Problem description —
Only the lines from the one containing "hand in this photo, one per instance." through the last line below should be written out, exactly and with both ends kept.
··· Extracted records ···
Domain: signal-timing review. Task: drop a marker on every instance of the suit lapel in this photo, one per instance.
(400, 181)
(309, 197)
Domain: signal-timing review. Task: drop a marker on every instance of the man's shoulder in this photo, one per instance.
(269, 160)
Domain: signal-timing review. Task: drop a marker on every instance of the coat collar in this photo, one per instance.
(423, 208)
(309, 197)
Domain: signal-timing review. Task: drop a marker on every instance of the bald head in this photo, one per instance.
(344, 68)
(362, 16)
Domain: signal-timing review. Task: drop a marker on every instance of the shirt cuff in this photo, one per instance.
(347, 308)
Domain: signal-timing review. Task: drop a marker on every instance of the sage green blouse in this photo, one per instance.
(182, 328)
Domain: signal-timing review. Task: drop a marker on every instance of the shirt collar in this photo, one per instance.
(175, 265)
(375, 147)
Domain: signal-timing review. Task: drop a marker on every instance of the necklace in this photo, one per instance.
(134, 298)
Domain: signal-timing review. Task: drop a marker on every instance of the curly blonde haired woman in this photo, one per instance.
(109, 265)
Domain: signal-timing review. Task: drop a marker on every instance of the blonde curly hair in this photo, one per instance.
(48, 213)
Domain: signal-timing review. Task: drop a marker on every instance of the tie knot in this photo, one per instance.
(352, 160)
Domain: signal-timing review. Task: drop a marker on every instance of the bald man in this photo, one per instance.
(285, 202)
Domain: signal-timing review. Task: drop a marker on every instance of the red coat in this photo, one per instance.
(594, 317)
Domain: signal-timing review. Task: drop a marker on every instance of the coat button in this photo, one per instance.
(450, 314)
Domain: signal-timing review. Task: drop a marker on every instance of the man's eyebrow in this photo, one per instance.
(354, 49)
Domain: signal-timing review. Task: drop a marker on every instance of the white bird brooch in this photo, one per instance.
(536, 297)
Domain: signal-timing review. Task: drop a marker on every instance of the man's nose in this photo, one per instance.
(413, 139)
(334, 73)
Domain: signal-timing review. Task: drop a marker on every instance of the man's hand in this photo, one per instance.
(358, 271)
···
Answer area —
Domain: signal-timing review. Task: drop a marker on every instance of the man's hand in this photo, one per instance.
(358, 271)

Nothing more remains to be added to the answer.